_TASK REQUIREMENTS_
Can you print the records below exactly as they appear, from their first line through the line containing "(1023, 153)", with both ends included?

begin GIVEN RECORDS

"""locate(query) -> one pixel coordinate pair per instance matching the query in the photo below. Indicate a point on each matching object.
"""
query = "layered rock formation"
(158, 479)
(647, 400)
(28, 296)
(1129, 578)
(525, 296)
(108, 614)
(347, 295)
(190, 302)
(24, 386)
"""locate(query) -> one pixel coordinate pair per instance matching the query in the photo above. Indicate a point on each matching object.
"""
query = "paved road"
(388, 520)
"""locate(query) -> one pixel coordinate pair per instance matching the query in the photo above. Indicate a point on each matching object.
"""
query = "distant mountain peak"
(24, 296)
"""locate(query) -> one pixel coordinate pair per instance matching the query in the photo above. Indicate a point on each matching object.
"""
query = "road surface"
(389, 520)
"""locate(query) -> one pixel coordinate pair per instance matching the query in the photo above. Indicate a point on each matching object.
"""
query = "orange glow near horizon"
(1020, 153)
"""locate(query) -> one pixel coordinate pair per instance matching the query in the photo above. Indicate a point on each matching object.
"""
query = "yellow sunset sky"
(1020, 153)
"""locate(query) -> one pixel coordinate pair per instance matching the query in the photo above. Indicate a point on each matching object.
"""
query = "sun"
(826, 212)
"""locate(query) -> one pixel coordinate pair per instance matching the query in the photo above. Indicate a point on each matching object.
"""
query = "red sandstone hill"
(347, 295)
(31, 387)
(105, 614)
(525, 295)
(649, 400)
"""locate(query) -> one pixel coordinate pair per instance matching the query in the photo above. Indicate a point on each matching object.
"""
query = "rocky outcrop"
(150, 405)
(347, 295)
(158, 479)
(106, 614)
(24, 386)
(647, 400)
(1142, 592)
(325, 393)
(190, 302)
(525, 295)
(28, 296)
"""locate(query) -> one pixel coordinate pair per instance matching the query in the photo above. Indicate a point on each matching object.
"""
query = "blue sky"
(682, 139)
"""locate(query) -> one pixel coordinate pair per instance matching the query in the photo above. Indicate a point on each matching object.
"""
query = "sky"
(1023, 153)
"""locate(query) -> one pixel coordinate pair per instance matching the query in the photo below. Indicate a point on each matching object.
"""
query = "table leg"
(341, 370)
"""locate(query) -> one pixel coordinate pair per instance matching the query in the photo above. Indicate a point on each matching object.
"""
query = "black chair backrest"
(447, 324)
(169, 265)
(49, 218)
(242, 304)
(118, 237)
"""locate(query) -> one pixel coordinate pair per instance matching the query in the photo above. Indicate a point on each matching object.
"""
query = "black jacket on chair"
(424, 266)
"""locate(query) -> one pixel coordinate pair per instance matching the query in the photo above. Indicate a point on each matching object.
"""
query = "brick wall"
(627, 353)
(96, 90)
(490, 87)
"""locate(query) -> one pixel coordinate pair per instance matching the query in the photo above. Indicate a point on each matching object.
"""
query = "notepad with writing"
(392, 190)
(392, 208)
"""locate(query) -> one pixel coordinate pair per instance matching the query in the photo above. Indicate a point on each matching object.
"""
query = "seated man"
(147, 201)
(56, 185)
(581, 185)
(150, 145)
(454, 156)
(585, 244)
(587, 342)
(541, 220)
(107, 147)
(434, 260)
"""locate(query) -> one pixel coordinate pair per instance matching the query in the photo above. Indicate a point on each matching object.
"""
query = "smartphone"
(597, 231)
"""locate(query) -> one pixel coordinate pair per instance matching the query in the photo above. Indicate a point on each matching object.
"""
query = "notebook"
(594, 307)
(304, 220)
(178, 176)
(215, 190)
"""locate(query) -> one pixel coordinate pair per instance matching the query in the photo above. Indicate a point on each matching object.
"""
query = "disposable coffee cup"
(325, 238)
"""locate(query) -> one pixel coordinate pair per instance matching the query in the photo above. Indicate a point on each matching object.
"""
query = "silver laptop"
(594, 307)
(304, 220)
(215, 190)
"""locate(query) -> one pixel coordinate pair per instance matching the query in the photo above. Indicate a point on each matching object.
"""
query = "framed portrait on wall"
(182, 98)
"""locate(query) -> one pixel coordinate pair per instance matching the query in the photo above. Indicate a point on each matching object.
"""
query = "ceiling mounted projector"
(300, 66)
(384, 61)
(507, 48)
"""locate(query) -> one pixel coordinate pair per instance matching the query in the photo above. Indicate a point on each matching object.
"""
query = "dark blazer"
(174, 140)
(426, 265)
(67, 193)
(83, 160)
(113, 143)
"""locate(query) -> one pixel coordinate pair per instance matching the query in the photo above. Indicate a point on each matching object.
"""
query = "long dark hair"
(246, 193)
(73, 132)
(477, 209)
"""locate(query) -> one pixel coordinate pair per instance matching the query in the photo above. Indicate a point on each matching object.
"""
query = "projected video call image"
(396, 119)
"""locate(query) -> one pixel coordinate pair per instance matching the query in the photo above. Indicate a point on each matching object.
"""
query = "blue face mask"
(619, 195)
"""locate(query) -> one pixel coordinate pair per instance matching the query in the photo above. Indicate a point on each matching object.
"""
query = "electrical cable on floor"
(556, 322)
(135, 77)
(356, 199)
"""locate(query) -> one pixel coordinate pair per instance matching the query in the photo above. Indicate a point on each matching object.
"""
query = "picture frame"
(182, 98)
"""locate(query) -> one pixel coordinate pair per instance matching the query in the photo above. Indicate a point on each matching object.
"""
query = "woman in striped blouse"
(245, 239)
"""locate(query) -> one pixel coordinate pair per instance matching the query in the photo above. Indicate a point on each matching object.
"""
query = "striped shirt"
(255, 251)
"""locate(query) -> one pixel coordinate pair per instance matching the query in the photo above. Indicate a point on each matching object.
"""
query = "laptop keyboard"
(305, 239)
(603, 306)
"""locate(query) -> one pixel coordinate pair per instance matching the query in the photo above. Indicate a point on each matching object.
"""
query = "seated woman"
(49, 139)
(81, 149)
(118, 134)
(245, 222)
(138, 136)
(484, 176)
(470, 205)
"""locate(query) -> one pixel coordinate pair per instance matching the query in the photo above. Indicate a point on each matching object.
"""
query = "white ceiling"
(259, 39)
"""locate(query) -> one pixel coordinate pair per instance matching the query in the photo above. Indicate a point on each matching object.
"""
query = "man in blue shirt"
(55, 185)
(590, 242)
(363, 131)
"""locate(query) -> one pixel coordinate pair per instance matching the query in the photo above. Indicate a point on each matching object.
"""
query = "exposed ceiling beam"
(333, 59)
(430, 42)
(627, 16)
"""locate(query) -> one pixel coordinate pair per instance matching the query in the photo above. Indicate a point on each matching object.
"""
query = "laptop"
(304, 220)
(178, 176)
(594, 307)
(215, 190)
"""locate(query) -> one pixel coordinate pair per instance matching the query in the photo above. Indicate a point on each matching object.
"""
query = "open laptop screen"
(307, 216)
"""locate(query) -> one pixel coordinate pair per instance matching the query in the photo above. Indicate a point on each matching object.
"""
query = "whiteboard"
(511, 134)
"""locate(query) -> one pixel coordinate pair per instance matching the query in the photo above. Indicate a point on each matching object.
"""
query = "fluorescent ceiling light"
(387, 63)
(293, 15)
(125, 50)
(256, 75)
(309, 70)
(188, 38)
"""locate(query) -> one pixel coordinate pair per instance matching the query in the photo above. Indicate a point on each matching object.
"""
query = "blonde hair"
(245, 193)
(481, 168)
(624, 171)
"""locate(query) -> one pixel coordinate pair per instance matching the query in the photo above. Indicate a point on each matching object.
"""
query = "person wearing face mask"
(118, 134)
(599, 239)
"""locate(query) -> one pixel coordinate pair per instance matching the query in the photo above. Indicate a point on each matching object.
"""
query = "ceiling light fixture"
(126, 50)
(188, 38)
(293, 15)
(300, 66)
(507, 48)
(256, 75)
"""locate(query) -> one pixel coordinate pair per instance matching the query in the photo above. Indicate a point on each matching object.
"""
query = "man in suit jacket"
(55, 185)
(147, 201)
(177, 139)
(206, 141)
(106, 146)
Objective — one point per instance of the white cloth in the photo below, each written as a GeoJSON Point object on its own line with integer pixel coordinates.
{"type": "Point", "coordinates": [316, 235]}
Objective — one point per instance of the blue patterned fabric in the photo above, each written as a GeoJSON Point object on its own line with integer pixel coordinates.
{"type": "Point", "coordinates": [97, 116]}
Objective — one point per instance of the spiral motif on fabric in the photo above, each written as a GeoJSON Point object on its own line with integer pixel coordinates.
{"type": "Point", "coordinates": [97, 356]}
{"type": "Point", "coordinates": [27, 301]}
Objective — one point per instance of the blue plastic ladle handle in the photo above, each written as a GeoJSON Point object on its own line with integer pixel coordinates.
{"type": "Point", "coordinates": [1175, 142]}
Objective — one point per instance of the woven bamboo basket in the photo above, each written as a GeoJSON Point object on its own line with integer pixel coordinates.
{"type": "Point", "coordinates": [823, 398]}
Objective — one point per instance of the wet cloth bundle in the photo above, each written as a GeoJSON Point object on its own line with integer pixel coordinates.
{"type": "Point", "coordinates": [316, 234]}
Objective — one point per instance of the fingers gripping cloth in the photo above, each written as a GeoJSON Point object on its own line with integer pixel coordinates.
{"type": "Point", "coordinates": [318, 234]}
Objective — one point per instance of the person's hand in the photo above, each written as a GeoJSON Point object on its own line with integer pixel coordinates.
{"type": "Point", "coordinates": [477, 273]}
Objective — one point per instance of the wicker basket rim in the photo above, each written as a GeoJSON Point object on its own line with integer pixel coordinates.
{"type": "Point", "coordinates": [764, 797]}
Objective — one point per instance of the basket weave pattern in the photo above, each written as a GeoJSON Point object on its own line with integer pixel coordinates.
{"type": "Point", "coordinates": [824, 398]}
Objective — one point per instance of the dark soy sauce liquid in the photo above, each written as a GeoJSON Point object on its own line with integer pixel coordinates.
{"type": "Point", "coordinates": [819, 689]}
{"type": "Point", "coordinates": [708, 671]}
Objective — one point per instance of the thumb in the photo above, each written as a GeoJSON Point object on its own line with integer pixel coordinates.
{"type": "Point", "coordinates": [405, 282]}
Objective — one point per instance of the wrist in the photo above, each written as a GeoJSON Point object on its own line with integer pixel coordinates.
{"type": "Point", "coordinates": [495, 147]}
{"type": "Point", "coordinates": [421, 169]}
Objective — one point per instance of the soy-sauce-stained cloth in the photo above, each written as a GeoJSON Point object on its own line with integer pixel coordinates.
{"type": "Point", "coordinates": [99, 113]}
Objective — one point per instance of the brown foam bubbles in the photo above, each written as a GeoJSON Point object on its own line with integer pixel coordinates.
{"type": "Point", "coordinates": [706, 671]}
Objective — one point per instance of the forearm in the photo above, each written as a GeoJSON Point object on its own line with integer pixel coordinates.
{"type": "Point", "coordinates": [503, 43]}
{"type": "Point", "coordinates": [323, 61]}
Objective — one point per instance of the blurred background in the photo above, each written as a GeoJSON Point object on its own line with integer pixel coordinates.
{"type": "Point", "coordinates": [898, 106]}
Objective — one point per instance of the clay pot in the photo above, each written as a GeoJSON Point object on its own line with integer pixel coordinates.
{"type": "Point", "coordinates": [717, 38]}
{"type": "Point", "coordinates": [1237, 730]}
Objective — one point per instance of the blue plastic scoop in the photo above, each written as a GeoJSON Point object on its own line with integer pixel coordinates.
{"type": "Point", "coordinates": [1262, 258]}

end GIVEN RECORDS

_THE RESULT_
"""locate(query) -> one pixel coordinate pair per instance matching the query in the photo below. Indicate a point on each matching object.
"""
query = "layered rock formation"
(158, 479)
(647, 400)
(28, 296)
(1129, 578)
(525, 296)
(108, 614)
(347, 295)
(190, 302)
(24, 386)
"""locate(query) -> one pixel coordinate pair per instance matching the query in the photo above. Indicate a point on each matching object.
"""
query = "paved road"
(388, 520)
"""locate(query) -> one pixel coordinate pair per instance matching the query in the photo above. Indicate a point on each matching object.
"""
query = "distant mountain peak"
(24, 296)
"""locate(query) -> one pixel coordinate pair per instance matching the query in the photo above. Indicate a point on each matching object.
"""
query = "road surface"
(389, 520)
"""locate(query) -> one pixel coordinate pair per instance matching the query in the photo above. Indicate a point on each matching object.
"""
query = "orange glow near horizon"
(1020, 153)
"""locate(query) -> one pixel coordinate pair per instance matching the query in the photo above. Indicate a point on each matching object.
"""
query = "yellow sunset sky"
(1020, 153)
"""locate(query) -> one pixel coordinate pair per instance matching the query in the photo above. Indicate a point on each matching object.
"""
query = "sun"
(826, 212)
"""locate(query) -> one pixel coordinate pair per instance matching the query in the photo above. Indicate a point on each matching object.
"""
query = "red sandstone hill"
(347, 295)
(31, 387)
(105, 614)
(525, 295)
(649, 400)
"""locate(query) -> one pixel coordinate pair per instance matching the query in the photo above. Indicate a point on each matching object.
"""
query = "rocky outcrop"
(150, 405)
(347, 295)
(158, 479)
(106, 614)
(24, 386)
(647, 400)
(1142, 592)
(325, 393)
(190, 302)
(525, 295)
(28, 296)
"""locate(query) -> one pixel coordinate pair per instance matching the query in the photo above. Indicate a point on each matching object.
"""
query = "blue sky"
(682, 139)
"""locate(query) -> one pixel coordinate pair per instance matching the query in the photo above. Indicate a point on each matching object.
"""
query = "sky"
(1023, 153)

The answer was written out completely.